Your tasks:
1. Please rewrite the part of the divorce debt passage that opens with the words containing "Being cautious before" and closes with "the divorce settlement.", changing "financial stress" to "money trouble".
2. What does the text on dividing debt in divorce call the best advice for joint accounts?

Excerpted passage:
As Arkansas couples prepare to end their marriage, they will need to negotiate the division of their assets and debts. Like the division of assets, dividing debts can be a complex process, and the liability is often misunderstood.
Types of debts accrued during marriage
The longer the marriage, the higher the probability that couples have commingled their finances and have accrued marital debt. If the marriage ends in divorce, there will be questions about who should pay for that debt. Some of the types of debt couples might accumulate during marriage include:
- Auto loans
- Credit card debt
- Personal loans
- Student loans
- Medical debts
Dividing and paying for marital debt
The way debt is divided during divorce will depend on a variety of factors, including the state you are in, who signed for the debt and when the debt was accrued. In some states, debt accrued before the marriage or after the couple separated will be considered individual debt and the liability will rest with the person who signed for the debt. Marital debt is generally any debt incurred during the marriage. During divorce negotiations, marital debt might be divided, or one spouse might be assigned to pay off specific debts. However, if that debt was in both spouses’ names, they will still both be liable for it in the creditor’s eyes.
What you can do
The best advice is to try to pay off joint accounts and close them before the divorce. With mortgages, if both spouses are on the loan, they can sell the property, pay off what is left of the mortgage and split any proceeds. They can also choose to have one spouse refinance in their name.
Being cautious before the divorce might save you financial stress after the divorce. It is important to understand that your credit standing will be affected if your ex-spouse fails to make payments on the joint debt they were assigned during the divorce settlement.

[Data excerpts]
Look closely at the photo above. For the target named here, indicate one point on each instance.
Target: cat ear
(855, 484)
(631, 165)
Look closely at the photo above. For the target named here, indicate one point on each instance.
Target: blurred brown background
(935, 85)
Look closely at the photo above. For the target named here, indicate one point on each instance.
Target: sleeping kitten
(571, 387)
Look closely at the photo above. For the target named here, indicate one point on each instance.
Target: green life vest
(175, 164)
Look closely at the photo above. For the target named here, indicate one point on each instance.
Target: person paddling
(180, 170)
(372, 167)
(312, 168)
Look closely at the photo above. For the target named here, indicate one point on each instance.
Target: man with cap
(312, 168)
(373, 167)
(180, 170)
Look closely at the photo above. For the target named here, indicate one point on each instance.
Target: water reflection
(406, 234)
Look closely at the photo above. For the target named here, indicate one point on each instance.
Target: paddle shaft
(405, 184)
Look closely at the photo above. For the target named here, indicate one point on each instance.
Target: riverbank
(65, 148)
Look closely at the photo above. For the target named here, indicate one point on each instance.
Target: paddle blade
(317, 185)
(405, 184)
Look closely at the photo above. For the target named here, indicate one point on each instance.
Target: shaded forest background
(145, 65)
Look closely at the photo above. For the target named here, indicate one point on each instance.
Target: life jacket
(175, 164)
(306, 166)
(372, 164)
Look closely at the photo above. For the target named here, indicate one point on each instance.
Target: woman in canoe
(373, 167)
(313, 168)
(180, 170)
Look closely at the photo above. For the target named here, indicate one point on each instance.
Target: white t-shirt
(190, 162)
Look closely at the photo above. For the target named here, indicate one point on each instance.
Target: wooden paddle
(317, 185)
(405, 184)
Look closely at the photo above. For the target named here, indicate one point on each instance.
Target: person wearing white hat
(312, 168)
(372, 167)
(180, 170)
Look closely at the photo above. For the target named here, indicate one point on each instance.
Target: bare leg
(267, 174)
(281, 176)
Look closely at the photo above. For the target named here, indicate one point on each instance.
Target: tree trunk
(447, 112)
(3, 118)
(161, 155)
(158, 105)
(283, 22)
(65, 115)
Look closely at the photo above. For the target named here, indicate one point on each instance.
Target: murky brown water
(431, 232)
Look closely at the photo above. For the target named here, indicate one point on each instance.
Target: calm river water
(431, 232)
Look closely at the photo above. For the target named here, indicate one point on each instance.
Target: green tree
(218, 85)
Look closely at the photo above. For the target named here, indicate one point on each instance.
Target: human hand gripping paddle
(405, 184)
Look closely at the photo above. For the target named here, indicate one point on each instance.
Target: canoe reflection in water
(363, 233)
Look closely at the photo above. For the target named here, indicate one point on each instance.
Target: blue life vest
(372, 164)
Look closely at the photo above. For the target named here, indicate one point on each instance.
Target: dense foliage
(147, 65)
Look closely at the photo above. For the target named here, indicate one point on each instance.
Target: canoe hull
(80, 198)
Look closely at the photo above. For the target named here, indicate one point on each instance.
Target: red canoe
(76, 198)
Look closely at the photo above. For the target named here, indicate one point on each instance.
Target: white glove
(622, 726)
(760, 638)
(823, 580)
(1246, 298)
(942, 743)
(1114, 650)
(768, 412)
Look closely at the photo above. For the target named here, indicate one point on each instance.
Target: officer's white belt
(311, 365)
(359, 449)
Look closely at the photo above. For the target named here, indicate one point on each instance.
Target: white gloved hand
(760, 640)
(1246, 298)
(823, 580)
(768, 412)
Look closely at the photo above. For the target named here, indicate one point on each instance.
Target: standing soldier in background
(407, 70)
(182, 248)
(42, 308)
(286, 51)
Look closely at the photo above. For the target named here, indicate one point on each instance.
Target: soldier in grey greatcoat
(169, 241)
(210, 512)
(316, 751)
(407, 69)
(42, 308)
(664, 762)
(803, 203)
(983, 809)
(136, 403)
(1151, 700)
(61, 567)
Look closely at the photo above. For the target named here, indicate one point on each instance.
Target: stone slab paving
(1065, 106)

Answers to the problems:
1.
Being cautious before the divorce might save you money trouble after the divorce. It is important to understand that your credit standing will be affected if your ex-spouse fails to make payments on the joint debt they were assigned during the divorce settlement.

2. Try to pay them off and close them before the divorce.